» **Short problem A**
Answer these questions using the book description below, one answer per line:
(i) In what year was the book first released?
(ii) From which institution does Horowitz hold a PhD?
(iii) Of which organization is Horowitz executive director?

Art today is defined by its relationship to money as never before. Prices have been driven to unprecedented heights, conventional boundaries within the art world have collapsed, and artists think ever more strategically about how to advance their careers. Art is no longer simply made, but packaged, sold, and branded. In Art of the Deal, Noah Horowitz exposes the inner workings of the contemporary art market, explaining how this unique economy came to be, how it works, and where it's headed.
In a new postscript, Horowitz reflects on the evolution of the trade since the book’s original release in 2011, shining light on the market’s continued ascent as well as its most urgent challenges.
Noah Horowitz holds a PhD in art history from the Courtauld Institute of Art, London. He currently lives in New York, where he is a member of the faculty of the Sotheby's Institute of Art and executive director of The Armory Show.

» **Short problem B**
Collect every line of the listing below that contains the string "bounding".

» **Records to use**
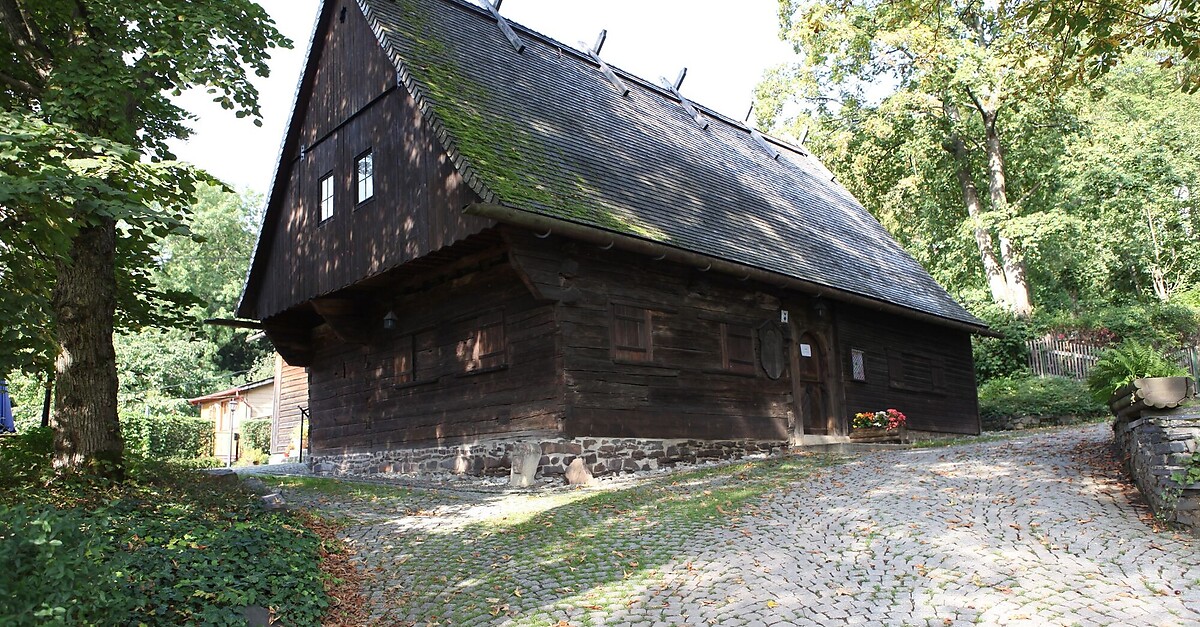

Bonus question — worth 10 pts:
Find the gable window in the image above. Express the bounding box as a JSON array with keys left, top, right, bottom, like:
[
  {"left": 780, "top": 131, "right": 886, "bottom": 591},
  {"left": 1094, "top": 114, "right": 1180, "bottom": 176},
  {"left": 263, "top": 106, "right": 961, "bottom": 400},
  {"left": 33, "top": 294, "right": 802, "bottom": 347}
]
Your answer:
==
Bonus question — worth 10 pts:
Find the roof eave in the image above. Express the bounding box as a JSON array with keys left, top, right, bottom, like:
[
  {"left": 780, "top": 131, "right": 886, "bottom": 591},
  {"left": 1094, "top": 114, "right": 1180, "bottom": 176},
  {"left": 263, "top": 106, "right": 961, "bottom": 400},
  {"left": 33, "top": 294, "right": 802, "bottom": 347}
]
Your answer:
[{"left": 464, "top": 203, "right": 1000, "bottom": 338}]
--
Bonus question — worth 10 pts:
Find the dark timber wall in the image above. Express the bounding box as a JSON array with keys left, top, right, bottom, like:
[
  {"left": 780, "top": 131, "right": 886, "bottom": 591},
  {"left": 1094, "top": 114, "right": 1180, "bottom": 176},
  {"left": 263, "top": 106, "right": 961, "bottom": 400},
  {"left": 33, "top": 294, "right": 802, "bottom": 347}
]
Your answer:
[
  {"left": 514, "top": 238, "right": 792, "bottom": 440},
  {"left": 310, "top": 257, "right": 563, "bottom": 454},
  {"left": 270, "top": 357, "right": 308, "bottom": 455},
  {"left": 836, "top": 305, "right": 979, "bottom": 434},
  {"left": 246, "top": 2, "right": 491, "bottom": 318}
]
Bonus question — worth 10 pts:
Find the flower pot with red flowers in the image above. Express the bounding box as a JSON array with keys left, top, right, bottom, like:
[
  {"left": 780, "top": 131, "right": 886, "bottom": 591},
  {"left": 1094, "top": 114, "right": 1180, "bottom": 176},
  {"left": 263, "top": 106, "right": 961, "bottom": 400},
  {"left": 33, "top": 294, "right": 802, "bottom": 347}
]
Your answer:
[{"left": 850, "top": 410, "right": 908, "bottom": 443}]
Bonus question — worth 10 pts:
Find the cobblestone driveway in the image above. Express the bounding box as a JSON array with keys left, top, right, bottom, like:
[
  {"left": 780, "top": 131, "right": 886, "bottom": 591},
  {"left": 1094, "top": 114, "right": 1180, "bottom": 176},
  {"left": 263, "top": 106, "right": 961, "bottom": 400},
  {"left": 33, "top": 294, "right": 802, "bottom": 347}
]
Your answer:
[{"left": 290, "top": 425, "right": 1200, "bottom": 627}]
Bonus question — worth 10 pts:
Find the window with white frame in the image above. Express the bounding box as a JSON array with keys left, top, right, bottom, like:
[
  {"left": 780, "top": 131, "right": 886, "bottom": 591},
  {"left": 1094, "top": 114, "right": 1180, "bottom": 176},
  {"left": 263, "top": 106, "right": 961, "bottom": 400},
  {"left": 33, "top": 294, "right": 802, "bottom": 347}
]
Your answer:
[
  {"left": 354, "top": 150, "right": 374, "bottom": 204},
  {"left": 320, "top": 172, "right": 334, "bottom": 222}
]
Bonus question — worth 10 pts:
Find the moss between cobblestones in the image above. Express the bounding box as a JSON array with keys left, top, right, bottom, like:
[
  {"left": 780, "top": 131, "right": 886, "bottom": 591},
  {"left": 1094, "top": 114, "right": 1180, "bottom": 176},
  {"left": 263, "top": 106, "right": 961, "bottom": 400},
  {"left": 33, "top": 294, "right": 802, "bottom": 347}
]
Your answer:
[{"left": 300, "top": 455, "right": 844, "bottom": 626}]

» **Worked answer A**
(i) 2011
(ii) The Courtauld Institute of Art, London
(iii) The Armory Show

» **Worked answer B**
Find the gable window in the image above. Express the bounding box as a JSON array with keys left, top, right, bottom, like:
Find the roof eave in the image above. Express the bounding box as a JSON array with keys left, top, right, bottom, like:
Find the dark timber wall in the image above. Express the bounding box as a JSON array with keys left, top, right, bottom, like:
Find the flower pot with red flowers in the image above. Express the bounding box as a JSON array with keys left, top, right, bottom, like:
Find the cobblestone driveway in the image above. Express the bounding box as a JSON array with keys left, top, right, bottom, like:
Find the window with white frame in the image above. Express the bounding box as a JSON array with keys left, top, right, bottom, like:
Find the moss between cobblestones in the image above. Express the bounding box as a JSON array with keys left, top, right, bottom, like:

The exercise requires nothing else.